>> BEGIN

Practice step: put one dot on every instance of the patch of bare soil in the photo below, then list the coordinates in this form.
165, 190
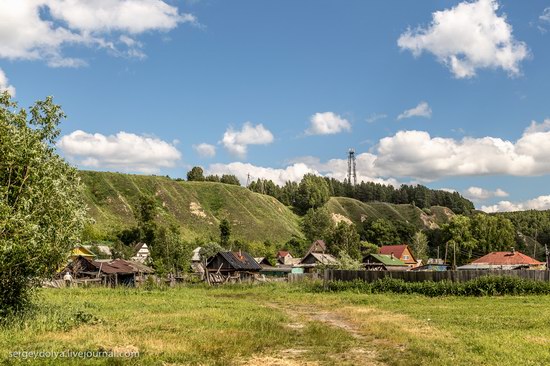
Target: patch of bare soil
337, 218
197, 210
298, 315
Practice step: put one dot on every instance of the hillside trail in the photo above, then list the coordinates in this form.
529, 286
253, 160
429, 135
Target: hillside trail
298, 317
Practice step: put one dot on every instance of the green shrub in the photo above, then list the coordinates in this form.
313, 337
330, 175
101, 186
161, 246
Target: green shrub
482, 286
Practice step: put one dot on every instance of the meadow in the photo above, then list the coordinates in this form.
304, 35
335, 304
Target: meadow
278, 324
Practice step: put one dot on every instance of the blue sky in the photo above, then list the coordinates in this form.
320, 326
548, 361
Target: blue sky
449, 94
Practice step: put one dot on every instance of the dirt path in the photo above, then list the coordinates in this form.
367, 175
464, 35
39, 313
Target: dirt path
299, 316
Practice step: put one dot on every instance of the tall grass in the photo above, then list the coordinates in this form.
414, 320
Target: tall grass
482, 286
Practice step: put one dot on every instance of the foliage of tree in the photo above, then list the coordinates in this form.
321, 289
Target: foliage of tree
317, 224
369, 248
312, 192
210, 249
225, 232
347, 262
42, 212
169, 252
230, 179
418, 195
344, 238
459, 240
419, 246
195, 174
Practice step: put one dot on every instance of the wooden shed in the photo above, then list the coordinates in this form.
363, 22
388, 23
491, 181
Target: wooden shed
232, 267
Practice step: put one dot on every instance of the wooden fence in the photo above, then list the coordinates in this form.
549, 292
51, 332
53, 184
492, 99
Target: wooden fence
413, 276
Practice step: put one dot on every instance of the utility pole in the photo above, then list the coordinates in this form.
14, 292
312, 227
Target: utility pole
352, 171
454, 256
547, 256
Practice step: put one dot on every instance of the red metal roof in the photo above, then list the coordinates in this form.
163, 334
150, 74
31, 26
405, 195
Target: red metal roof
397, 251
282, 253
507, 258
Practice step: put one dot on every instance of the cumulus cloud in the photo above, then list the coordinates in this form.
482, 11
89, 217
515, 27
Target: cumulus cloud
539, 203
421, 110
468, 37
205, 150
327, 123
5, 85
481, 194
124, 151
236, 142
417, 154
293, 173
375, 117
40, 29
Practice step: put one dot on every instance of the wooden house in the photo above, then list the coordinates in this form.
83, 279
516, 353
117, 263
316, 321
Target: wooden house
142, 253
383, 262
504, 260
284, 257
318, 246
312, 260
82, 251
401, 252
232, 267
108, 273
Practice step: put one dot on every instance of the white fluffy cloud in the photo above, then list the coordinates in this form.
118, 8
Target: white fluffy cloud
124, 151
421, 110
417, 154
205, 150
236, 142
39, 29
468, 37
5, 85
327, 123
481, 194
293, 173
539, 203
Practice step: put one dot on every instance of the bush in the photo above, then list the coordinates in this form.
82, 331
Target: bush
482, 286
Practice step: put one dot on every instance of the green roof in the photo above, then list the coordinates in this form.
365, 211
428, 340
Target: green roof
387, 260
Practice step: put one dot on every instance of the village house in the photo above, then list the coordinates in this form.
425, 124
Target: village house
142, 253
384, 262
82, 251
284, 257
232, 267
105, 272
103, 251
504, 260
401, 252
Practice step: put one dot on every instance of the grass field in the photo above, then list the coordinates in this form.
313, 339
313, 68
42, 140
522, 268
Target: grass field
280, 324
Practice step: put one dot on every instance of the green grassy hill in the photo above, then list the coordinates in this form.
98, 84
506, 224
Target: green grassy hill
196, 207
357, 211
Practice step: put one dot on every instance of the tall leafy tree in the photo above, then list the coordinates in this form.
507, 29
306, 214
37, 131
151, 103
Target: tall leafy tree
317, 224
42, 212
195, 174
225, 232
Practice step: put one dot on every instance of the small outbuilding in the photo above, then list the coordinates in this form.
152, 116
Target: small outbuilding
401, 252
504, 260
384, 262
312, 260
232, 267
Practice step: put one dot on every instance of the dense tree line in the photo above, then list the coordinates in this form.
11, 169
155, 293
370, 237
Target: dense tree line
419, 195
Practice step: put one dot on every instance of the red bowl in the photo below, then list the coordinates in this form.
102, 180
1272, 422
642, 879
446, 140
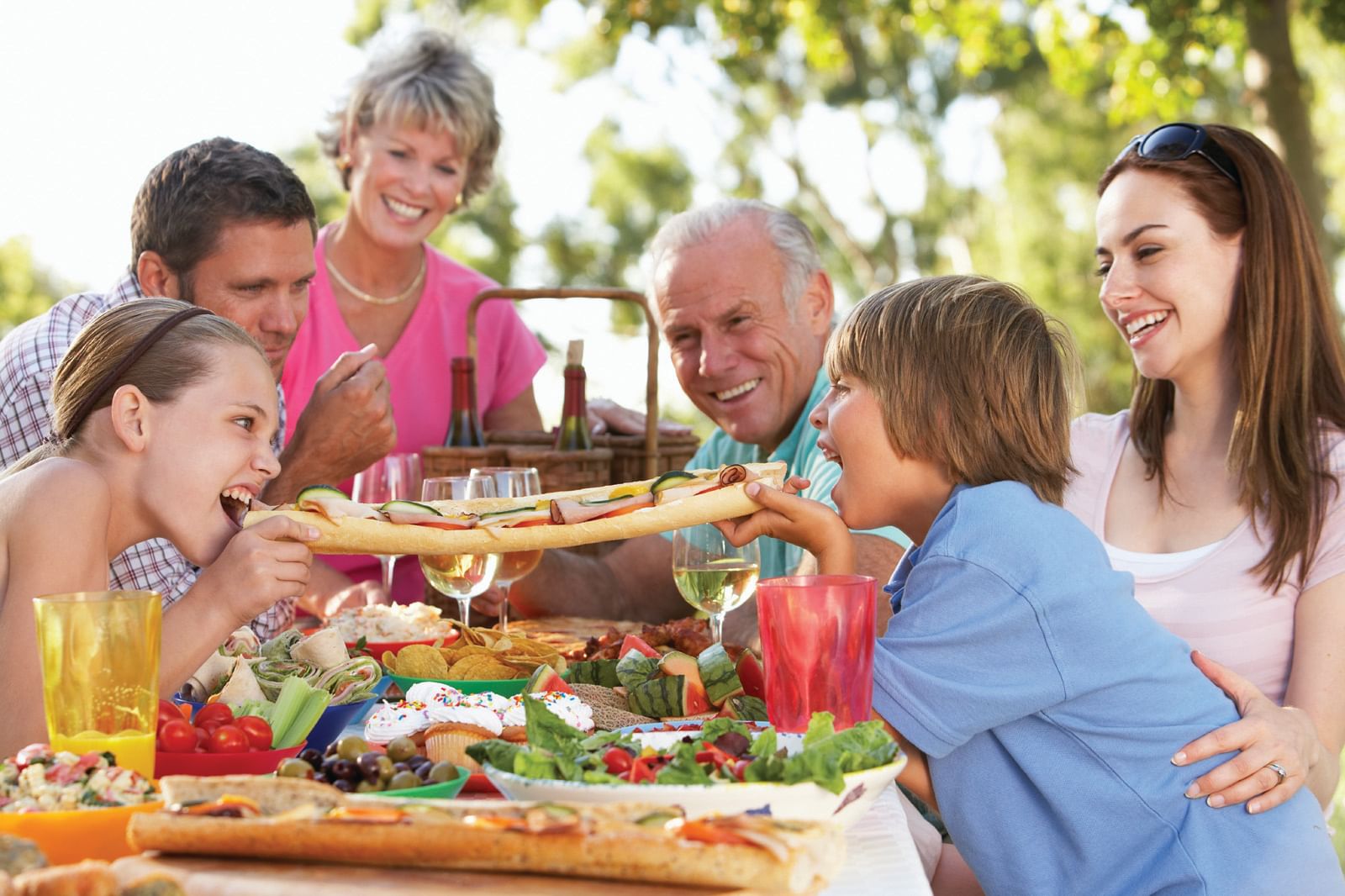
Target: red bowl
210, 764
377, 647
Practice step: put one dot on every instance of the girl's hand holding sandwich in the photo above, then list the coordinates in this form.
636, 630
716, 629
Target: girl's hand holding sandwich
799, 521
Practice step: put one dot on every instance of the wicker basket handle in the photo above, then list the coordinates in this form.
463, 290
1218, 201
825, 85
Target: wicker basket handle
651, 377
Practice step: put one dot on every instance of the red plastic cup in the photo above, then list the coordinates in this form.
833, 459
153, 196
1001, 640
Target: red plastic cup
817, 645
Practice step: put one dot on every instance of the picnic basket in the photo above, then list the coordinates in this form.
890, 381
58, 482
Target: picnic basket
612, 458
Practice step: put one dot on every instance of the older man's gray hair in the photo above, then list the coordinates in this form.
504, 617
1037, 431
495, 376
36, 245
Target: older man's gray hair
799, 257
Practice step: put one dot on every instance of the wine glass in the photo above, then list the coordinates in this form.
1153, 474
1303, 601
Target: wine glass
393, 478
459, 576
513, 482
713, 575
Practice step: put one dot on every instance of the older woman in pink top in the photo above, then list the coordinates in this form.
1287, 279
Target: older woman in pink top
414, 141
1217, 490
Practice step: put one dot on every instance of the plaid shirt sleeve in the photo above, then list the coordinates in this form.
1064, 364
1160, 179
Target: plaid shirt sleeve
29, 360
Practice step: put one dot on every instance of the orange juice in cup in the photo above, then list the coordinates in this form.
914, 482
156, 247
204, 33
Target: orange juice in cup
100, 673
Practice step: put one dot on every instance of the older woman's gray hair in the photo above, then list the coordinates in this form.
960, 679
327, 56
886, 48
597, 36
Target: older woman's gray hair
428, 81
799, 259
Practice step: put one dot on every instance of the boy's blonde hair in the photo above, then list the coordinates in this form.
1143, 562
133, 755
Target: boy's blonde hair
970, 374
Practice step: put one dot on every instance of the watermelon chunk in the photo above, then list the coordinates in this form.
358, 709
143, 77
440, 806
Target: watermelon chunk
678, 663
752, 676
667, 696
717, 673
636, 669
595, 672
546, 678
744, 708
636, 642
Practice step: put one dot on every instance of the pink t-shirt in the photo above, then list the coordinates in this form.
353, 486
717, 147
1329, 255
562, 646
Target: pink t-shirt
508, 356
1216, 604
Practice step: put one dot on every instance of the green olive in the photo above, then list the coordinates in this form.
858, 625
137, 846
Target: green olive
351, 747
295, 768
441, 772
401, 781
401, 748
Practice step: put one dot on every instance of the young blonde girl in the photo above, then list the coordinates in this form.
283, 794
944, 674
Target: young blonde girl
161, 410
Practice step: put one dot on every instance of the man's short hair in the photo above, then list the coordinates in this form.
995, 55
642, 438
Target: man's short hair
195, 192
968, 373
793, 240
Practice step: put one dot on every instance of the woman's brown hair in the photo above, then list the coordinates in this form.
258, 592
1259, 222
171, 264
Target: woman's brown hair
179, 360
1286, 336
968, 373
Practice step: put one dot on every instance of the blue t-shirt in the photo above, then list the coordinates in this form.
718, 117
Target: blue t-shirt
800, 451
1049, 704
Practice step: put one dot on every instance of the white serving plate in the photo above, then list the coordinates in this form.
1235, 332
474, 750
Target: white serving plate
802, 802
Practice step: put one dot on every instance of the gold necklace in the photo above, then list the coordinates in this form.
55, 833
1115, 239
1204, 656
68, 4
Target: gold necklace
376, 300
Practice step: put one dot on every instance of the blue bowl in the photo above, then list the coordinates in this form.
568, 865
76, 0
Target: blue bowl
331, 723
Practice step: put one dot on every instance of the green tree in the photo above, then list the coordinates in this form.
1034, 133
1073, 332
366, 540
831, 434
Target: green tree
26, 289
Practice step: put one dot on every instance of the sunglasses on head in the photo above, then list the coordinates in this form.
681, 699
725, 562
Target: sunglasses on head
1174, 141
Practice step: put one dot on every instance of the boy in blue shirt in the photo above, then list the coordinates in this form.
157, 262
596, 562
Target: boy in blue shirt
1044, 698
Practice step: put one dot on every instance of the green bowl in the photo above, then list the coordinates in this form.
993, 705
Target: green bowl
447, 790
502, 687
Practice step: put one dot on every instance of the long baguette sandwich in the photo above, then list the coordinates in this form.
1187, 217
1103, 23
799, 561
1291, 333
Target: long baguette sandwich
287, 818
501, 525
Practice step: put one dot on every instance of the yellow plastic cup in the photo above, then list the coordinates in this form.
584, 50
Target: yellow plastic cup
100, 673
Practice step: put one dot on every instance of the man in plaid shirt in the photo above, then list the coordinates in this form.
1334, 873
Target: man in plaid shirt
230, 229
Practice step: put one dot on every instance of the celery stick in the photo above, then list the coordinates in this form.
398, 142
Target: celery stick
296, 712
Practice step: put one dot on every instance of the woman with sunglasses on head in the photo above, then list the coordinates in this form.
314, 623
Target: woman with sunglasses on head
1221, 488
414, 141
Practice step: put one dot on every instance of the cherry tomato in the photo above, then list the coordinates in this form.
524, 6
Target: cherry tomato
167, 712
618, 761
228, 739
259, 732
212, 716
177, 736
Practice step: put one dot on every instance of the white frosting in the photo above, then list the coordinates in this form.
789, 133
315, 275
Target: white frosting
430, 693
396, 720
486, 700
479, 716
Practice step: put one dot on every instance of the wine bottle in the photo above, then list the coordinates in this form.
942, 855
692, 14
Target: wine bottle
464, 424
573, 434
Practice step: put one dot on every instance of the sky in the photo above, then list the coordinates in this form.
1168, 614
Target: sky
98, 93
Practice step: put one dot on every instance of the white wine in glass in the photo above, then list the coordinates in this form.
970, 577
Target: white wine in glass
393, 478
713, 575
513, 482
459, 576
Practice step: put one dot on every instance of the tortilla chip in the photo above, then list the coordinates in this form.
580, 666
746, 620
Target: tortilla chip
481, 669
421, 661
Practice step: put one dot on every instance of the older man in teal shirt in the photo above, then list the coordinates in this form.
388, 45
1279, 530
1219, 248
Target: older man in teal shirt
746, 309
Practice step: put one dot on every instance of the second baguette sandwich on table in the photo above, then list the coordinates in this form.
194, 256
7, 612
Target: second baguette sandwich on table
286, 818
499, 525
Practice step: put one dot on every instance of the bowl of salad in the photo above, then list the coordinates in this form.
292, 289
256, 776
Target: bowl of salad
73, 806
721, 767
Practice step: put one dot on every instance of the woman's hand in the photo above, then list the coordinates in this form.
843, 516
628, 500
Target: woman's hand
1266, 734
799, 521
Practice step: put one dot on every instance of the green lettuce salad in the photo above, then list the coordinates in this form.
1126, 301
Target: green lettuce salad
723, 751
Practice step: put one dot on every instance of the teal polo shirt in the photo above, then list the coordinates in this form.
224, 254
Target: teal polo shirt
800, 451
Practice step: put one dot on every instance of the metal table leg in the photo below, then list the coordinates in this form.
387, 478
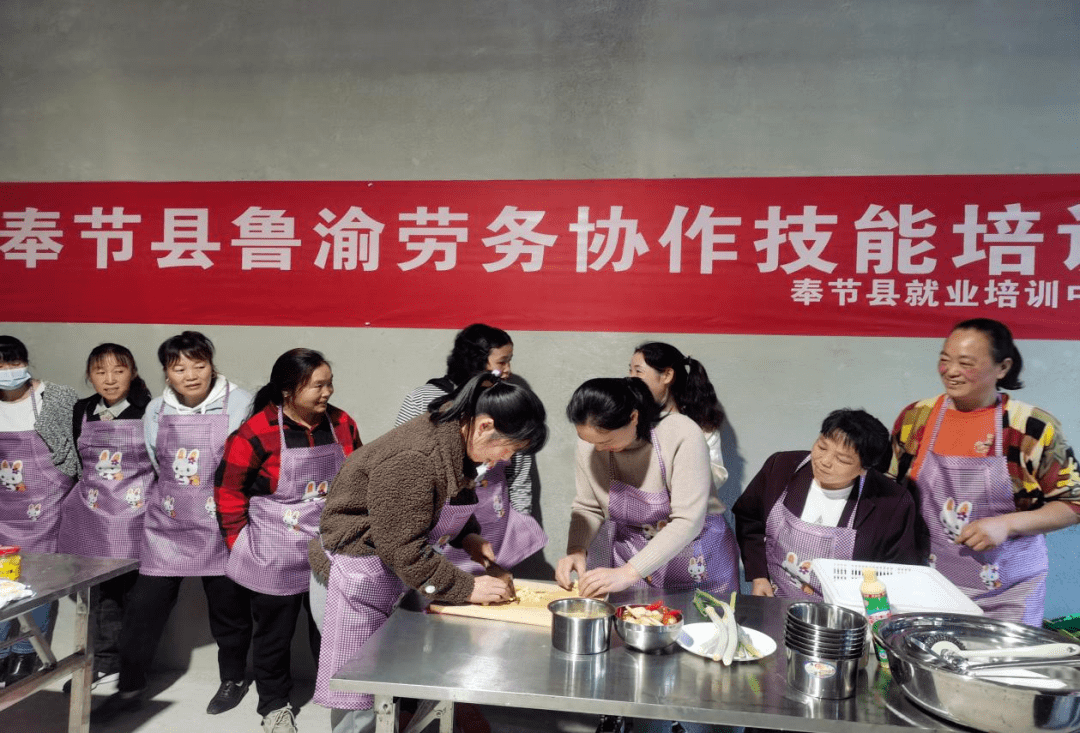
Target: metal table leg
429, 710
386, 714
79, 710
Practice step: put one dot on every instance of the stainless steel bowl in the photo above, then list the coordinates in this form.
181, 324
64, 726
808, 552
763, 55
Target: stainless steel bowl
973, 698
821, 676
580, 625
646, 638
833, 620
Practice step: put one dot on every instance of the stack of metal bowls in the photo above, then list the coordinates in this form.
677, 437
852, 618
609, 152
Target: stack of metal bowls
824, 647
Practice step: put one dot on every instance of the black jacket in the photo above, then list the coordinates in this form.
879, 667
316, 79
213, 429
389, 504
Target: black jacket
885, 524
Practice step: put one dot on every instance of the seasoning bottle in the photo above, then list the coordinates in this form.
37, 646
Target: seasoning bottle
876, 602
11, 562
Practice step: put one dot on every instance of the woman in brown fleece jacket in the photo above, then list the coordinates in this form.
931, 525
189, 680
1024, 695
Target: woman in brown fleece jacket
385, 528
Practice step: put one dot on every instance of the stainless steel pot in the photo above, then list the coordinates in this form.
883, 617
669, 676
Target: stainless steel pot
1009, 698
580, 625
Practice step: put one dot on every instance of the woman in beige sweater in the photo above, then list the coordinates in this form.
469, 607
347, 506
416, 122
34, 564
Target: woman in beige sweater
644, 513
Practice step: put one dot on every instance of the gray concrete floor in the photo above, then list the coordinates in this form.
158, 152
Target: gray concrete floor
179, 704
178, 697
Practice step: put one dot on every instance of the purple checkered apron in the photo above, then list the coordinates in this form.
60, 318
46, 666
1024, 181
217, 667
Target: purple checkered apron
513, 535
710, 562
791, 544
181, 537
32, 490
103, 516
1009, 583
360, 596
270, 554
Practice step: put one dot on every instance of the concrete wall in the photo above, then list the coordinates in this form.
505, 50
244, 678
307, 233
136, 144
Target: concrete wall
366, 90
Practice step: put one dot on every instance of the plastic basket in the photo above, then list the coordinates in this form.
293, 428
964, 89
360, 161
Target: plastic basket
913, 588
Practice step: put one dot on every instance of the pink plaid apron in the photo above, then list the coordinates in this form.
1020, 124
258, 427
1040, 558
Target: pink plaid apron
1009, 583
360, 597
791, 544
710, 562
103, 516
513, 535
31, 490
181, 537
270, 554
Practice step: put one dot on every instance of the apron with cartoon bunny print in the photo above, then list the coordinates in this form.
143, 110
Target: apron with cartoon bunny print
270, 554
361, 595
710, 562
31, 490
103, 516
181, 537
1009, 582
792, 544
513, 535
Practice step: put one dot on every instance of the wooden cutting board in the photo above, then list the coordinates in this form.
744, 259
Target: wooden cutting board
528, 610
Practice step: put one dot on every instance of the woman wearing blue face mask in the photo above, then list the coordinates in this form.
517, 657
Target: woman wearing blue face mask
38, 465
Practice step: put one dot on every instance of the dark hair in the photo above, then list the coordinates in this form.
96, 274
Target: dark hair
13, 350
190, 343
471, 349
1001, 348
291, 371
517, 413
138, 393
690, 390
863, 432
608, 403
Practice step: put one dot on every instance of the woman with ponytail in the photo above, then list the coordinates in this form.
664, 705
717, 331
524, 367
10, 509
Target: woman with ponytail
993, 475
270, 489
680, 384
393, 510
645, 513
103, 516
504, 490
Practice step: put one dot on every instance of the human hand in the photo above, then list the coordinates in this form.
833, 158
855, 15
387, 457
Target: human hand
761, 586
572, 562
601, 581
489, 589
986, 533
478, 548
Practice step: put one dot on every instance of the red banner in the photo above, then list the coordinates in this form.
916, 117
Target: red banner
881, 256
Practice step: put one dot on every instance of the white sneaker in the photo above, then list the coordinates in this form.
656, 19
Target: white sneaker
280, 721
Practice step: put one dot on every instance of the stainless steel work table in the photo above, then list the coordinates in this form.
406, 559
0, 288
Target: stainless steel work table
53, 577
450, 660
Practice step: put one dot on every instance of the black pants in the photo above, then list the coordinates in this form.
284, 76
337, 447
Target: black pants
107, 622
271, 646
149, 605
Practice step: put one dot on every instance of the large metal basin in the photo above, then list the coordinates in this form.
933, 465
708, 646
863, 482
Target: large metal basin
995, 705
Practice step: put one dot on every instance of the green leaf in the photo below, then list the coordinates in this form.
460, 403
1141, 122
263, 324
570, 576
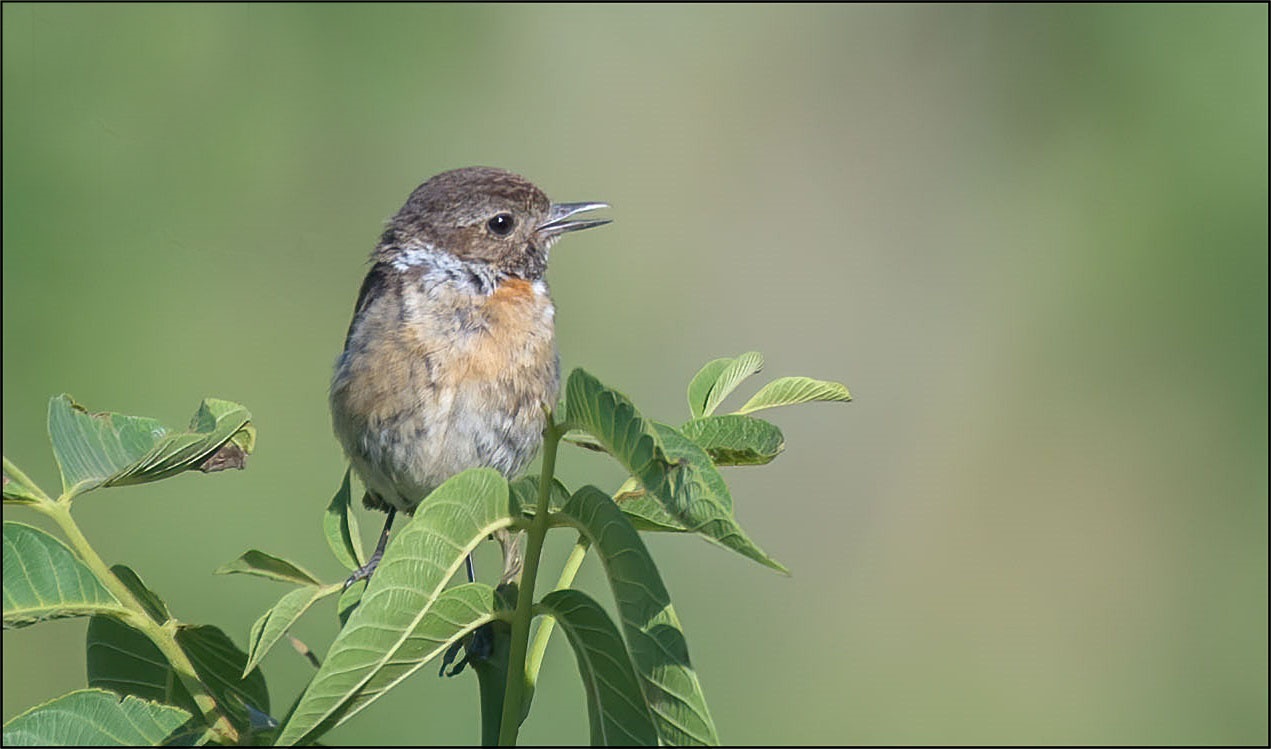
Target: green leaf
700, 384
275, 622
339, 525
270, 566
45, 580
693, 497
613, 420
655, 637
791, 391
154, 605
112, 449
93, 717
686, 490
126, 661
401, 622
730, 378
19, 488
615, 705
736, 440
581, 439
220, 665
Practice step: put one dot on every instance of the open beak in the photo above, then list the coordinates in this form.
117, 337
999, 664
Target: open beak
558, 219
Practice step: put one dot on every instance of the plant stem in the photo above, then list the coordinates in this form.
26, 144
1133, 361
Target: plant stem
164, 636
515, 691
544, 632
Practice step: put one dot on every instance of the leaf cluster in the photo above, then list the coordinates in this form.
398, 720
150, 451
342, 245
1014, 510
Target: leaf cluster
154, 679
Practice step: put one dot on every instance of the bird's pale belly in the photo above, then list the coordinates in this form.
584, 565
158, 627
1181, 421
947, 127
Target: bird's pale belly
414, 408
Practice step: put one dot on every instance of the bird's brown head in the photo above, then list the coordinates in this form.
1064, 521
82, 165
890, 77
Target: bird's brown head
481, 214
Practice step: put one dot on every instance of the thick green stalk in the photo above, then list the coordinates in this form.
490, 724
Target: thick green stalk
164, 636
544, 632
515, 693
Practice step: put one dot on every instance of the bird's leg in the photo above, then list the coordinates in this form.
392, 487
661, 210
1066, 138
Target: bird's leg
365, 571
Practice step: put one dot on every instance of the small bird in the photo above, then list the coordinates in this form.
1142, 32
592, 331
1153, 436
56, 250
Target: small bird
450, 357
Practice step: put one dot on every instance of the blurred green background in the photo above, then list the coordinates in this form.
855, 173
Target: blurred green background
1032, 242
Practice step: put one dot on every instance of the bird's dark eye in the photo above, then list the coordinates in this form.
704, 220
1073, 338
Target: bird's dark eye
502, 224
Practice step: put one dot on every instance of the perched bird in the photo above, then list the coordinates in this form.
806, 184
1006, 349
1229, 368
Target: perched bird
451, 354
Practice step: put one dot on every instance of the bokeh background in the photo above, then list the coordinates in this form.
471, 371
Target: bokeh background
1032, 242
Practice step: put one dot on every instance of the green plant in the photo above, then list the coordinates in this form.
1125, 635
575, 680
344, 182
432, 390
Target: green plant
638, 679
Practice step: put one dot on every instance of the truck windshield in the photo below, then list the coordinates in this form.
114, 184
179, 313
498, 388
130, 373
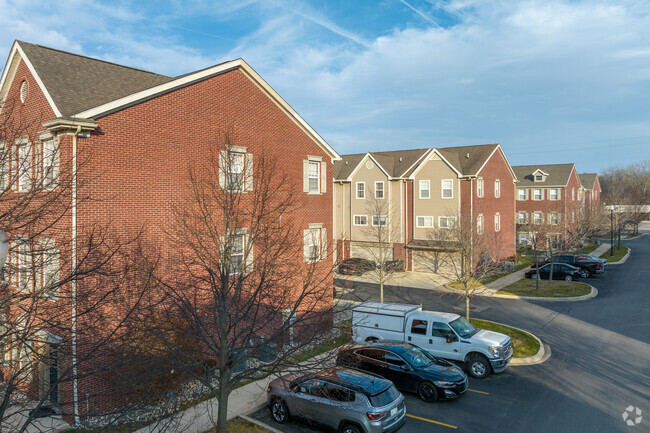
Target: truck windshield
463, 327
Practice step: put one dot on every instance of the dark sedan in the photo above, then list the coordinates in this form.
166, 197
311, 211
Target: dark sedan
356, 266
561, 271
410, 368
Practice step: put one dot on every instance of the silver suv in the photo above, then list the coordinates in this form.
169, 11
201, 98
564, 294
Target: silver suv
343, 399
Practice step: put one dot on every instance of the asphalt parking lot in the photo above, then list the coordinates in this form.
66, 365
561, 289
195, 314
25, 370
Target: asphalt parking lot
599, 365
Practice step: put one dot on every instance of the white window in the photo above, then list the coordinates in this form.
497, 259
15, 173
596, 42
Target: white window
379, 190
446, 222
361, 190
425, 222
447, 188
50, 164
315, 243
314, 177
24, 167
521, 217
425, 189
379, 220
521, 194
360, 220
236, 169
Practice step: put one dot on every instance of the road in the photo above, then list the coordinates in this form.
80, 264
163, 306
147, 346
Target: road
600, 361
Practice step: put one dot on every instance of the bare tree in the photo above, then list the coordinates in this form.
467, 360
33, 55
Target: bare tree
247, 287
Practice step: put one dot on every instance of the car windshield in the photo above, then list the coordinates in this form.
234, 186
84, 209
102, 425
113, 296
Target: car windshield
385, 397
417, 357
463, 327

>> END

* _Brief_
Write out once more the lines above beginning at the line with "Practice step: put one dot on every instance of the road"; continue through the final line and stop there.

* _Problem solution_
Practice step: put one dot on every instance of the road in the photo above, then list the coordinates in this form.
80, 264
163, 306
147, 346
Target: road
600, 361
Practice step: put one dot on every instance of the bare tree in the photo above, then list the coordinates in this form.
467, 360
33, 55
Target: bare tree
247, 287
Practice step: put one dot on every instance of the car windshield in the photo above, then list the coordinates in this form.
234, 186
84, 209
102, 425
113, 296
Target: car windshield
385, 397
417, 357
463, 327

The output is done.